>> begin

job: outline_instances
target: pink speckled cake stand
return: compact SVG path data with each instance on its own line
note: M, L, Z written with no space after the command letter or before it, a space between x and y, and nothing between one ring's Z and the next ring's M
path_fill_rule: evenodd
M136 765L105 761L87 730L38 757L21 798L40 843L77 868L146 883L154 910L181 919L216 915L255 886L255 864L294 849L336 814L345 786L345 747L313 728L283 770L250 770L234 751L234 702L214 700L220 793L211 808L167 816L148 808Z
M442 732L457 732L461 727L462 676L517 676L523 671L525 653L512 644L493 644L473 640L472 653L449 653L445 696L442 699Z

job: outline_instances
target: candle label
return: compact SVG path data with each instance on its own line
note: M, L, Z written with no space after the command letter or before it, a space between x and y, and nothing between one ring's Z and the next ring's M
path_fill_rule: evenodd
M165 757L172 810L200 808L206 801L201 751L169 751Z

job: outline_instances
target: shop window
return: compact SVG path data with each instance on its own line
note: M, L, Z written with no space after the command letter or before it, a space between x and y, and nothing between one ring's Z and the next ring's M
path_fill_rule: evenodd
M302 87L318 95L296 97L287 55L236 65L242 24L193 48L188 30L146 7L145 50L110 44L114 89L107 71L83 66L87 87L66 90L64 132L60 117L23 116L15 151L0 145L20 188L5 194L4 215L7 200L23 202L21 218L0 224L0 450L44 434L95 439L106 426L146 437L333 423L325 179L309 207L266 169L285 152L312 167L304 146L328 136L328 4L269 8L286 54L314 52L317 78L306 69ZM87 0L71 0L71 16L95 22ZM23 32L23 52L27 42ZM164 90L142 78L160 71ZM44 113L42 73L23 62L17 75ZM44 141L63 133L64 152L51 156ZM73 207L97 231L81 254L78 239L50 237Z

>> end

- **What needs to be done**: Output all of the lines above as a two-column CSV with headers input and output, one row for each group of lines separated by a blank line. Put the group's text in input and its answer in output, each as a single quoted field with line breaks turned into spaces.

- **Answer below**:
input,output
"job: outline_instances target: pink speckled cake stand return: compact SVG path data with each instance on its own line note: M, L, Z written with no space after the command letter or before it, a space between x and y, and nothing between one ring's Z and the next ring's M path_fill_rule: evenodd","M136 765L105 761L87 730L38 757L21 798L40 843L77 868L146 883L154 910L181 919L216 915L255 886L255 864L294 849L336 814L345 786L345 747L313 728L283 770L250 770L234 751L234 702L214 700L220 793L211 808L167 816L148 808Z M442 732L457 732L461 727L462 676L517 676L523 671L525 653L512 644L493 644L473 640L472 653L449 653L445 696L442 699Z"
"job: outline_instances target: candle label return: compact SVG path data with each instance on its own line note: M, L, Z written with no space after the command letter or before it, a space between x and y, and nothing between one ring's Z and the next ring's M path_fill_rule: evenodd","M165 757L172 810L200 808L206 801L201 751L169 751Z"
"job: outline_instances target: shop window return: compact SVG path data with each instance on its own line note: M, L, Z written with no space after the command letter or before it, a space between x and y, and nothing between one ring's Z and the next ring's M path_fill_rule: evenodd","M302 87L318 95L296 97L287 55L236 65L242 24L193 48L188 30L146 7L145 50L110 44L114 89L107 71L83 66L87 87L66 90L64 132L60 117L23 116L15 151L0 145L20 188L5 194L4 215L7 200L23 202L21 218L0 224L0 450L44 434L95 439L106 426L146 437L333 423L325 179L309 207L266 169L285 152L312 167L304 146L328 136L328 4L269 8L286 54L314 52L317 78L306 69ZM87 0L71 0L71 16L95 22ZM23 32L23 52L27 42ZM164 90L142 78L160 71ZM44 113L42 73L23 62L17 75ZM44 141L63 133L64 152L51 156ZM73 207L97 231L81 254L78 239L50 237Z"